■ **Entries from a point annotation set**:

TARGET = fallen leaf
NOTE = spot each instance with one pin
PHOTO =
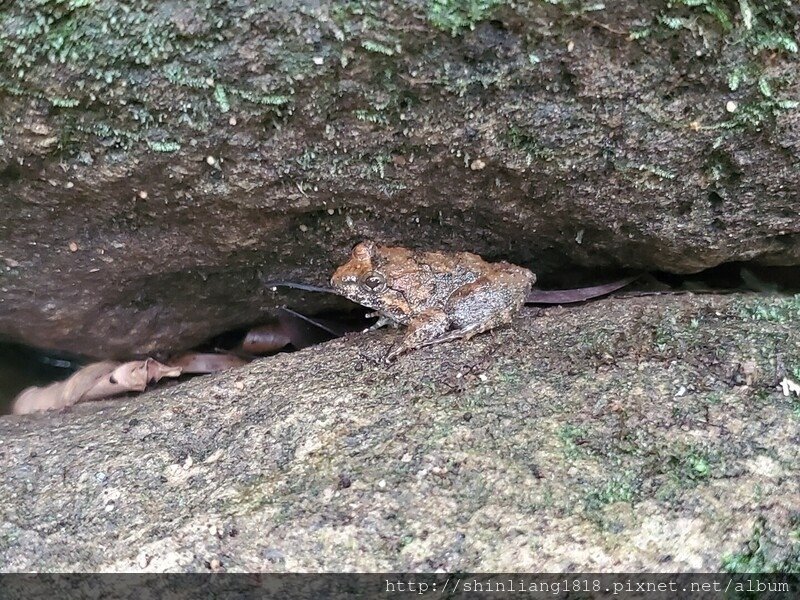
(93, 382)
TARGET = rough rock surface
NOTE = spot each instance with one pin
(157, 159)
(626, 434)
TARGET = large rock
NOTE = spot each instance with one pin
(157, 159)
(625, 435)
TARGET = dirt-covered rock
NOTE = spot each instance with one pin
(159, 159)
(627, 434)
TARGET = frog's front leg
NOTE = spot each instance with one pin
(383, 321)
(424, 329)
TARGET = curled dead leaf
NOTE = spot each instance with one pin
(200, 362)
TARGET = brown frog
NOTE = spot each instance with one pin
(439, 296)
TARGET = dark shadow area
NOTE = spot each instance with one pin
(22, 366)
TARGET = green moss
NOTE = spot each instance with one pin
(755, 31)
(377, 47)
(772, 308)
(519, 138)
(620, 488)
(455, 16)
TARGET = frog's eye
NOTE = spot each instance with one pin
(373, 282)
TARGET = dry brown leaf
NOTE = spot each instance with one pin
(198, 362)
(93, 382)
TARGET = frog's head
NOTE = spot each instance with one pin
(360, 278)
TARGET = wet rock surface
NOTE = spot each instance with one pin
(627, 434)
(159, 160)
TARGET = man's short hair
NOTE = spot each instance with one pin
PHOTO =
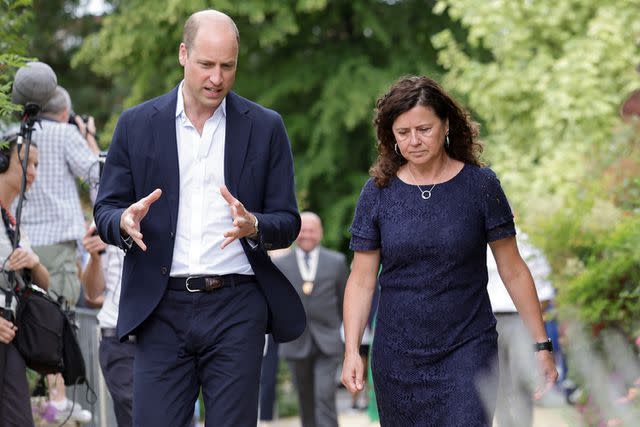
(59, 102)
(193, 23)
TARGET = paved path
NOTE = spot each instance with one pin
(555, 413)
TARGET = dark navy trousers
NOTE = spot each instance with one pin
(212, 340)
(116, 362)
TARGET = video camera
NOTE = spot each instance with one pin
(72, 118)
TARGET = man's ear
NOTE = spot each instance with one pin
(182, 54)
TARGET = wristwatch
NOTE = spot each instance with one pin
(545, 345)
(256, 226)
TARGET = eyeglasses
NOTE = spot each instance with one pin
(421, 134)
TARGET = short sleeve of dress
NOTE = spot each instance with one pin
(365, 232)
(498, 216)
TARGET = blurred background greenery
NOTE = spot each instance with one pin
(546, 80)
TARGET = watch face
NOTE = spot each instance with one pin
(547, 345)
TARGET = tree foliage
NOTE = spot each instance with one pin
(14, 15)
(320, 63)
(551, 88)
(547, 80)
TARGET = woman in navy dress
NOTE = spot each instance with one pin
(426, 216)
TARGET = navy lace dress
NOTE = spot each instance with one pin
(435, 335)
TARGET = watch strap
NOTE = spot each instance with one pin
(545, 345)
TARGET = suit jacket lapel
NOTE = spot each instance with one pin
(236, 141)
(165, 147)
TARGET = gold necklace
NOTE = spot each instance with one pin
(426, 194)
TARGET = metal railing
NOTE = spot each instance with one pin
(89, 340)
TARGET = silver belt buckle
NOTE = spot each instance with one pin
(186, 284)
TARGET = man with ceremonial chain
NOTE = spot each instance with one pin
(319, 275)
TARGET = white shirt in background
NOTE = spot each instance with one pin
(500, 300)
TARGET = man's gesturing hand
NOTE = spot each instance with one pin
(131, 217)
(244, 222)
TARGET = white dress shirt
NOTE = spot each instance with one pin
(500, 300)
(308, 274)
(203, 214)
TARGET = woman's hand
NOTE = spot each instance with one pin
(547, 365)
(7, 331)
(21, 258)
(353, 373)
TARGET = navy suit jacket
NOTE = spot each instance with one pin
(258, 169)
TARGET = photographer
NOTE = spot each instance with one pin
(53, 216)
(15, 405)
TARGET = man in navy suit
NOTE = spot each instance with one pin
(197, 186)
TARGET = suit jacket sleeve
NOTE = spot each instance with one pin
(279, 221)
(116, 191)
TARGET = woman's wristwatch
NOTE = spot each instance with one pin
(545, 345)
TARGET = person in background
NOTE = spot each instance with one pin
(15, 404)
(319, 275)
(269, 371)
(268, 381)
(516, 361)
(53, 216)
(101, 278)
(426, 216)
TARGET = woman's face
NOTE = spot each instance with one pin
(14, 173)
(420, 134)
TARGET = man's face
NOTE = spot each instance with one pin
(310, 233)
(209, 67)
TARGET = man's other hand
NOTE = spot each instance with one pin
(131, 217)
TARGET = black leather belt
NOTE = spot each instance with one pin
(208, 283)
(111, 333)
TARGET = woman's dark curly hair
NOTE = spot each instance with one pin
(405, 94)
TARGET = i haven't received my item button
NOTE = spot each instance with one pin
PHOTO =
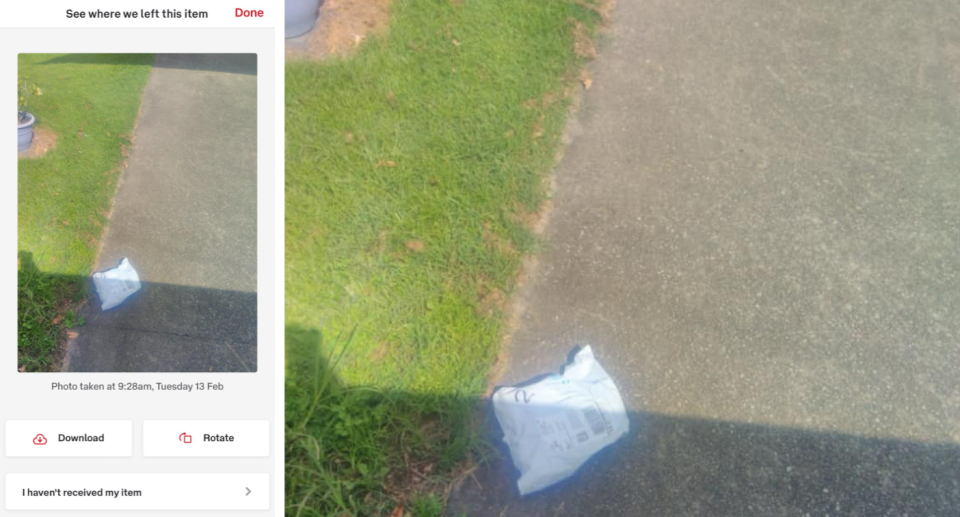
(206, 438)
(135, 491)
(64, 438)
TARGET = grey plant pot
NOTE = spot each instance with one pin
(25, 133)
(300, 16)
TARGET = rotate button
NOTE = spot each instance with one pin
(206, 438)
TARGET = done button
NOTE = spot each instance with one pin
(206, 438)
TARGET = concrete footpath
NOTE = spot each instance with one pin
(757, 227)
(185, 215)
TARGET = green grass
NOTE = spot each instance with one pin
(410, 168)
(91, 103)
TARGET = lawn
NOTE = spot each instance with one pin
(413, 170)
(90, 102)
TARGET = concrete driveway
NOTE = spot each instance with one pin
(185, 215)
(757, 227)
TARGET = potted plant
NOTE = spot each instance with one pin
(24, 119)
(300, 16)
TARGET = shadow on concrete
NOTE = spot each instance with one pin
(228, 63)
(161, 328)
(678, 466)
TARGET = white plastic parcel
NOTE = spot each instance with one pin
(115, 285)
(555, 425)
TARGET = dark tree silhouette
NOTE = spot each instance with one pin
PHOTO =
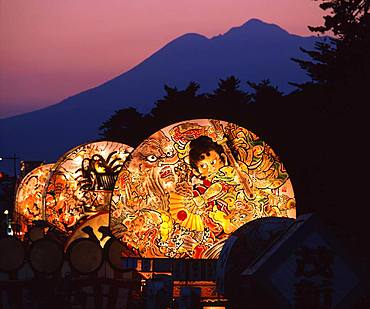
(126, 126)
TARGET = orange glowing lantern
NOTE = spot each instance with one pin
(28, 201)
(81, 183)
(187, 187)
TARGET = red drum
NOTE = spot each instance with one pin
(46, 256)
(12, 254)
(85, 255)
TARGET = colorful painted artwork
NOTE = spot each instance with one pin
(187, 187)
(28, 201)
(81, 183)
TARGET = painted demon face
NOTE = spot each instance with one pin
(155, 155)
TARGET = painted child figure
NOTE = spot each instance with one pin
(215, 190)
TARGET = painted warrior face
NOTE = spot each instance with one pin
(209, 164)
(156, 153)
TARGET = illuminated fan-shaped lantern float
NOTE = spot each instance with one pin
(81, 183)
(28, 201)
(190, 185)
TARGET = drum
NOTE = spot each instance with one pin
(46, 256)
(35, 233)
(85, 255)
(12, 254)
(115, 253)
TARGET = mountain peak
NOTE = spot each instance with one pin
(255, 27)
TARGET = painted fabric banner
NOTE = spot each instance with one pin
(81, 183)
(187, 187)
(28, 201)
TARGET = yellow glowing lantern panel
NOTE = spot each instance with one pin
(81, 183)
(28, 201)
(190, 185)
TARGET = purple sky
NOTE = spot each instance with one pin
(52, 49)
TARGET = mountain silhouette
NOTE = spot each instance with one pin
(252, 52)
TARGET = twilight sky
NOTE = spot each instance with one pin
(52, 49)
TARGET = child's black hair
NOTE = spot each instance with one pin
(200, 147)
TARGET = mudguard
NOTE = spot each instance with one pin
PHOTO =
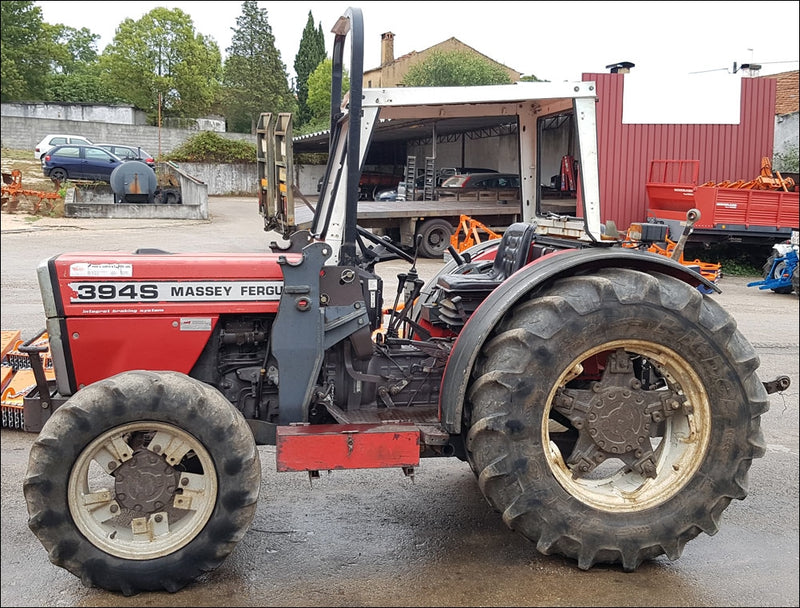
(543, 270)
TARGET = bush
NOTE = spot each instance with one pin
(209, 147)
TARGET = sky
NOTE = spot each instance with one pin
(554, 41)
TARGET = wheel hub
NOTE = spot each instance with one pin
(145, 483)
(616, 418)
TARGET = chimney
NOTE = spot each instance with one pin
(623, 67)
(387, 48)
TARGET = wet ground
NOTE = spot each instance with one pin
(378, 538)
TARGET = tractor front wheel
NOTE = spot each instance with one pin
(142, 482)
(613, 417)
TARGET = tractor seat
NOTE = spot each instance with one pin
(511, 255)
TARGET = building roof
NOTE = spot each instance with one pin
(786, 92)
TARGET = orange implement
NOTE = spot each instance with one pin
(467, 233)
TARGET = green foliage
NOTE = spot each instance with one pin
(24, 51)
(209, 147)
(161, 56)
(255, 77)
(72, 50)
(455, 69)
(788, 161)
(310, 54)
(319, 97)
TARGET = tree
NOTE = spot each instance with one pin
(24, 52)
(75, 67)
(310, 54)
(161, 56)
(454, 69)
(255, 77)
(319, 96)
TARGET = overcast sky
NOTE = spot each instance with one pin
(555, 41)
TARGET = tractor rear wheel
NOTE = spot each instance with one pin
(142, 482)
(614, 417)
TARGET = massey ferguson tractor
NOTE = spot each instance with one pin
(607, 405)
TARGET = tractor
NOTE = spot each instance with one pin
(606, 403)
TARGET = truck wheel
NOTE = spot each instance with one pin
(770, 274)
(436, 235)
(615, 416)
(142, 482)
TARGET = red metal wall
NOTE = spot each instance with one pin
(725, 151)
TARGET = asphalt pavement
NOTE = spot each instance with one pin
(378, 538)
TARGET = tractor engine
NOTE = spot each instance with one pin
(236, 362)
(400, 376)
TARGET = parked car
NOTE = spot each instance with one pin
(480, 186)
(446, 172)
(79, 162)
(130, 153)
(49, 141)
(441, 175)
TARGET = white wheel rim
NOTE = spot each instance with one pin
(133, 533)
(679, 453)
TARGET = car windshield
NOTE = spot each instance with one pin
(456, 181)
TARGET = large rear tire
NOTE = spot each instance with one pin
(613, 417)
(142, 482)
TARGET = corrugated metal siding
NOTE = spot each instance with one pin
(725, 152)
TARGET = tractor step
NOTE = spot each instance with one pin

■ **Task to carry out**:
From the "TARGET = tractor seat" line to the close of the listing, restate each line word for word.

■ **Task solution**:
TARGET = tractor seat
NOTE = spot each instance with one pin
(511, 255)
TARGET = building roof
NOTE = spot each instance with one pin
(786, 92)
TARGET = orange implement
NOTE = spot each instance with one pin
(467, 233)
TARGET = green foliage
NOTE = spot each instance with one pin
(24, 51)
(209, 147)
(161, 56)
(255, 77)
(72, 50)
(455, 69)
(788, 161)
(310, 54)
(319, 97)
TARGET = tree
NOTE = spot each instance with one pin
(24, 52)
(75, 67)
(310, 54)
(161, 56)
(454, 69)
(255, 77)
(319, 96)
TARGET = overcast sky
NOTE = spot each instance with one pin
(555, 41)
TARGET = tractor rear wheel
NOTE = spot each instance with one pin
(142, 482)
(614, 417)
TARGET = massey ferguson tractor
NOTE = spot each instance with one pin
(607, 405)
TARGET = tractor
NOTE = spot each instance with one pin
(606, 403)
TARGET = truck wheel
NOTE = spot each instance with one pin
(770, 274)
(436, 235)
(615, 416)
(142, 482)
TARGET = red metal wall
NOTE = spot each instance with one pin
(725, 151)
TARGET = asphalt pavement
NOTE = spot each instance with one pin
(378, 538)
TARGET = tractor engine
NOTE = spot each instance with one pin
(236, 362)
(400, 376)
TARGET = parked car
NOTE = spot each instance with one pin
(480, 186)
(446, 172)
(79, 162)
(130, 153)
(49, 141)
(441, 175)
TARGET = white wheel rim
NOTE = spot each instance with one pin
(133, 533)
(679, 453)
TARGET = car windshield
NOTE = spot each instance with one pin
(456, 181)
TARGET = large rear tire
NOTE = spot each instance with one pin
(613, 417)
(142, 482)
TARGET = corrugated metal siding
NOTE = spot each instance with one pin
(725, 152)
TARGET = tractor step
NOTE = spot each instance with one pin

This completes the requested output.